• _Passage provided_
|---|
Orange County Immune Institute
This outpatient clinic was founded in 2000 by Fereshteh “Ferre” Akbarpour, MD and is administered by her husband, Iraj Kiani. She works with her sister, Roshi Akbarpour, MD. I visited them soon after they established their facility and have followed up with periodic visits as well as frequent phone calls and emails. I believe this is one of the most credible outpatient facilities offering intensive complementary care to cancer patients. One unique feature of OCII (and emblematic of its approach) is the close working relationship it maintains with board-certified radiation and medical oncologists. This is a guarantor that patients’ treatment will truly be integrative (in fact and not just in name).
OCII maintains good relations with Medical Oncology Care Associates in Orange, CA. Its oncologists are comfortable working with CAM therapists and their patients.
Outpatient treatment at OCII takes place five days a week, Monday to Friday, from 10 am to 4 pm. It consists of the following modules: (1) lymphatic drainage (massage); (2) sauna; (3) intravenous treatment that is customized to each patient, based on the blood test results; (4) supplement treatment (see below); and heat therapy/hyperthermia. This is either whole body hyperthermia in the Smarty® Far Infrared Dome Sauna, or local hyperthermia with the Matrix MMR 190i®.
The Smarty is a Far Infrared Sauna device that is manufactured by the Fujika company of Tokyo, Japan. The device uses infrared rays from 3 to 14 microns in length and is said to able to burn from 600 to 2400 calories in just one 30-minute full session. This allows the patient to relax in a horizontal position while getting a sauna. (One can buy this machine for personal use for around $3,500.)
Far Infra Red (FIR) Saunas
It is unclear, however, exactly what are the health benefits of far infrared saunas, particularly for cancer patients. According to assessments of the literature on this subject, there is some evidence to support its use in normalizing blood pressure and treating congestive heart failure, as well as relieving chronic pain, chronic fatigue, obesity and some of the effects of diabetes.
- (Beever R. Far-infrared saunas for treatment of cardiovascular risk factors: summary of published evidence. Can Fam Physician. 2009;5:691-696; Crinnion WJ. Sauna as a valuable clinical tool for cardiovascular, autoimmune, toxicant- induced and other chronic health problems. Altern Med Rev. 2011;16(3):215–225; Wang, Hsei-Wei, Shu-Han Su, Yen-Li Wang, Shih-Ting Chang, Ko-Hsun Liao, Hung-Hao Lo, Ya-Lin Chiu, et al. “MicroRNA-134 Contributes to Glucose-Induced Endothelial Cell Dysfunction and This Effect Can Be Reversed by Far-Infrared Irradiation.” PloS One 11, no. 1 (2016): e0147067)
|---|
• _Data for analysis_
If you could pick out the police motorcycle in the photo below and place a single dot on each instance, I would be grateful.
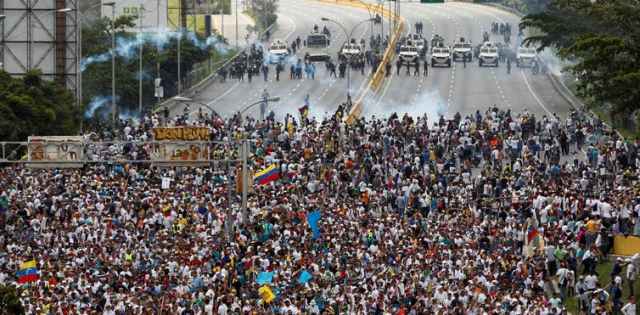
(326, 31)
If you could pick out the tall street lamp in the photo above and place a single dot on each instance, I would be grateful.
(141, 45)
(183, 99)
(348, 35)
(113, 59)
(261, 101)
(2, 17)
(79, 20)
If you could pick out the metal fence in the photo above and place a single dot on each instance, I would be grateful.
(79, 153)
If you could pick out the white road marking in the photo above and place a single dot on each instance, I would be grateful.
(526, 81)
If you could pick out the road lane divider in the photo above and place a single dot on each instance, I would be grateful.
(379, 76)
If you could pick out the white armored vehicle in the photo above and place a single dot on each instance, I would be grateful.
(462, 50)
(409, 53)
(440, 54)
(351, 50)
(525, 57)
(419, 42)
(278, 51)
(318, 47)
(488, 55)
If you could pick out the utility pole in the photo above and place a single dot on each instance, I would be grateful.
(237, 45)
(221, 6)
(158, 50)
(245, 181)
(140, 43)
(2, 17)
(113, 60)
(179, 60)
(228, 224)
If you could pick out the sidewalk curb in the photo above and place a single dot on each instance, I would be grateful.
(556, 81)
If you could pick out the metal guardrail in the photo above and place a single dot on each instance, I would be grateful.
(65, 152)
(170, 102)
(556, 81)
(376, 80)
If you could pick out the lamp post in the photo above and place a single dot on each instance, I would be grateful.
(179, 59)
(237, 25)
(262, 101)
(183, 99)
(141, 44)
(113, 60)
(2, 17)
(348, 35)
(79, 19)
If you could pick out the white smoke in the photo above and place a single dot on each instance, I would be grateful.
(430, 103)
(128, 47)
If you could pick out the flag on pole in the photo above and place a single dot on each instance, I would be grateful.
(28, 272)
(313, 218)
(264, 278)
(267, 175)
(304, 277)
(533, 242)
(532, 233)
(266, 294)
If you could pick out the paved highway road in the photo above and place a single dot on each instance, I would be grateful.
(444, 91)
(459, 89)
(296, 19)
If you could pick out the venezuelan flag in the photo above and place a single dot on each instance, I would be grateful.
(267, 175)
(28, 272)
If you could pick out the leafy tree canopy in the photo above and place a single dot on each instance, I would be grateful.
(602, 39)
(32, 106)
(10, 300)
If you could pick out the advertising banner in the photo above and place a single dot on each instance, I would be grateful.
(55, 151)
(183, 145)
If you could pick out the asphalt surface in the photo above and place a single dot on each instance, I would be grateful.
(295, 18)
(444, 91)
(465, 90)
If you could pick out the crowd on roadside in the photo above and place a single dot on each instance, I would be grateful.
(490, 213)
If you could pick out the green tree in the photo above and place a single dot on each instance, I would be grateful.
(265, 12)
(160, 49)
(10, 301)
(32, 106)
(602, 40)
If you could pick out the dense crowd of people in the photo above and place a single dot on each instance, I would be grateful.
(490, 213)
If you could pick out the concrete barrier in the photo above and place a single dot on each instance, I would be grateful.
(626, 246)
(375, 82)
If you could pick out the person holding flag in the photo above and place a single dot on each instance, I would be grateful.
(28, 272)
(304, 110)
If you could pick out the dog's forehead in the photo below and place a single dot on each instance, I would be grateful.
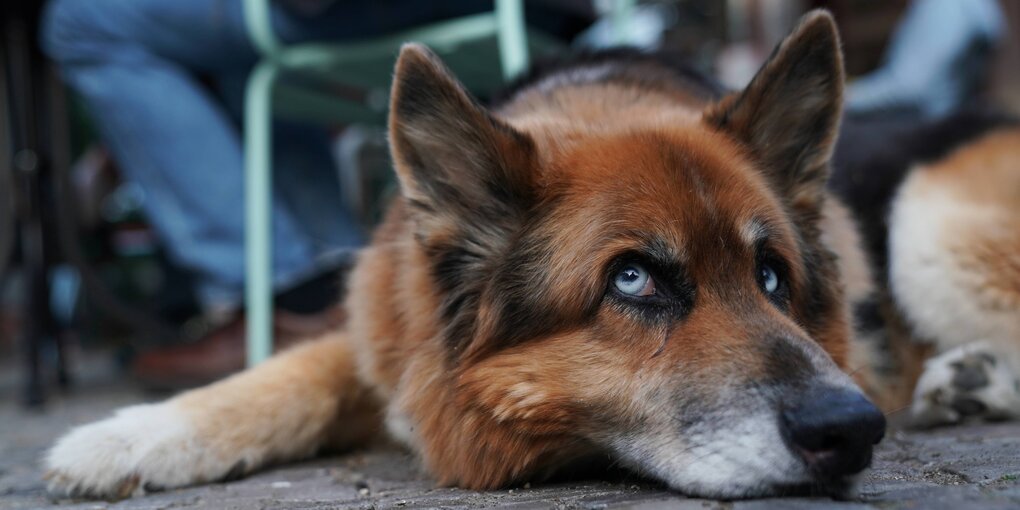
(678, 185)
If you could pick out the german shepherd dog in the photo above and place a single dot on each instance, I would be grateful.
(614, 261)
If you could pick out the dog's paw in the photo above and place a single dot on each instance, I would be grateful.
(141, 448)
(967, 381)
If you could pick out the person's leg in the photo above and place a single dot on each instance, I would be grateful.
(132, 61)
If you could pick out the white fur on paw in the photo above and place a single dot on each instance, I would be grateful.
(971, 380)
(140, 448)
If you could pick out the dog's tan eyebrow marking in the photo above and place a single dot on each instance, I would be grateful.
(754, 232)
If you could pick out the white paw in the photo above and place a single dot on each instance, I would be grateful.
(139, 449)
(972, 380)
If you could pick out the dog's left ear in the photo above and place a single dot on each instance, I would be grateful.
(789, 113)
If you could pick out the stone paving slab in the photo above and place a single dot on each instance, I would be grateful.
(974, 466)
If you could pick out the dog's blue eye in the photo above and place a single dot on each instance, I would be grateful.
(768, 278)
(634, 281)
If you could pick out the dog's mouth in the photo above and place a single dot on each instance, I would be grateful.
(839, 489)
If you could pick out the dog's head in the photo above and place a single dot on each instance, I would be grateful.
(659, 294)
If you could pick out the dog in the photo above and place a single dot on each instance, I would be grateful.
(617, 260)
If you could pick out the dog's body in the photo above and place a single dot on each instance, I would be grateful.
(614, 261)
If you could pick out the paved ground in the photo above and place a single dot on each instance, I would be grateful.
(968, 467)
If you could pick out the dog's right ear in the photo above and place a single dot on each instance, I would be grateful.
(458, 166)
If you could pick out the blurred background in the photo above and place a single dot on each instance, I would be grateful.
(128, 129)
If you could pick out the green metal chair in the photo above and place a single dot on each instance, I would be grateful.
(301, 82)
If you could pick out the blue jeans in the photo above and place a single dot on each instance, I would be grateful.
(135, 64)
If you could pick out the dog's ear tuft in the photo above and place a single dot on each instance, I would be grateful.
(788, 115)
(452, 157)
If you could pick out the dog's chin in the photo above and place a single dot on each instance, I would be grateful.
(837, 489)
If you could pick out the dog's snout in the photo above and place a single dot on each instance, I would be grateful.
(833, 430)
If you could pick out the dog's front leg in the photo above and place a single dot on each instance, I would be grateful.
(284, 409)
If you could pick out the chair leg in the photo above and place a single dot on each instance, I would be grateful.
(258, 213)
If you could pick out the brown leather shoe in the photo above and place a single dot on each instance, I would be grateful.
(221, 351)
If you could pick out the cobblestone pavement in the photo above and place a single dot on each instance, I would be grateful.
(968, 467)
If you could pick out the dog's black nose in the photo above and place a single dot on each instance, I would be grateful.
(833, 429)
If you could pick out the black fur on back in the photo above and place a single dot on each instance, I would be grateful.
(874, 155)
(628, 65)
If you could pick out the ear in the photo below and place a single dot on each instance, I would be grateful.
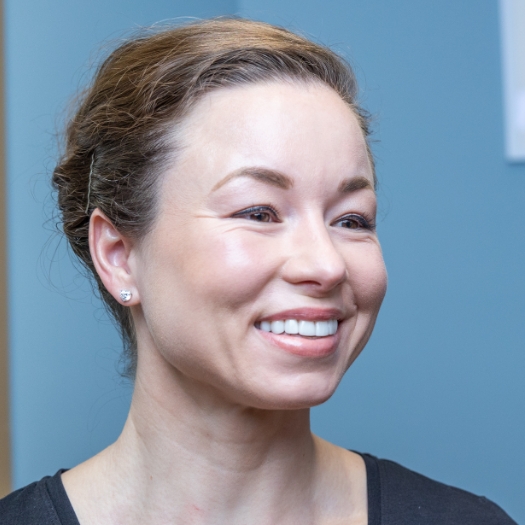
(110, 252)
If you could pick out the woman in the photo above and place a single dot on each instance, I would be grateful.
(218, 183)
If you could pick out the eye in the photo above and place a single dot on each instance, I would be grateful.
(355, 222)
(258, 214)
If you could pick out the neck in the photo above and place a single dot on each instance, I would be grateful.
(216, 460)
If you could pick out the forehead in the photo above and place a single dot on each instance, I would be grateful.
(292, 127)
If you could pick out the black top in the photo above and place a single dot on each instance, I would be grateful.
(396, 496)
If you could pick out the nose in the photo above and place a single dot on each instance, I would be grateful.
(314, 260)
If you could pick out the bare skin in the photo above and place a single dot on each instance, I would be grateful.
(218, 430)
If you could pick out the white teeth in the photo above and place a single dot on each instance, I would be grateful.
(306, 328)
(322, 328)
(291, 326)
(277, 327)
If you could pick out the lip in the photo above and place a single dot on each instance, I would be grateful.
(305, 314)
(310, 347)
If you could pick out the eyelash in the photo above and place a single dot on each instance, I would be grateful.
(259, 210)
(363, 223)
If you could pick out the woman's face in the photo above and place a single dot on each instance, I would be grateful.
(265, 223)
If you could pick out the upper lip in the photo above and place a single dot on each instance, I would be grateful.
(305, 314)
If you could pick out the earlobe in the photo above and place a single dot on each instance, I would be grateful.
(110, 252)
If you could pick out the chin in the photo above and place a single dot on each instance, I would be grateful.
(294, 397)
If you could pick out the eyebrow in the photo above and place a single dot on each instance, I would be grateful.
(354, 184)
(265, 175)
(275, 178)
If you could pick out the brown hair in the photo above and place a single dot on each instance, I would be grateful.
(121, 137)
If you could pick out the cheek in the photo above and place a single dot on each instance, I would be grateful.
(222, 269)
(369, 278)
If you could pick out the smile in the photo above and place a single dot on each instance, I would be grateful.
(303, 328)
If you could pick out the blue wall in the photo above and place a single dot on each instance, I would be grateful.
|---|
• _What to work on_
a) Reproduce the Orange County Immune Institute passage word for word, starting at the words "Far Infra Red" and stopping after "effects of diabetes.".
b) Answer these questions from the Orange County Immune Institute passage:
(i) In what year was the clinic founded?
(ii) Which company manufactures the Smarty device?
(iii) During what hours does outpatient treatment take place?
The material plays no part in this work.

• _Your responses_
a)
Far Infra Red (FIR) Saunas
It is unclear, however, exactly what are the health benefits of far infrared saunas, particularly for cancer patients. According to assessments of the literature on this subject, there is some evidence to support its use in normalizing blood pressure and treating congestive heart failure, as well as relieving chronic pain, chronic fatigue, obesity and some of the effects of diabetes.

b)
(i) 2000
(ii) The Fujika company of Tokyo, Japan
(iii) From 10 am to 4 pm, Monday to Friday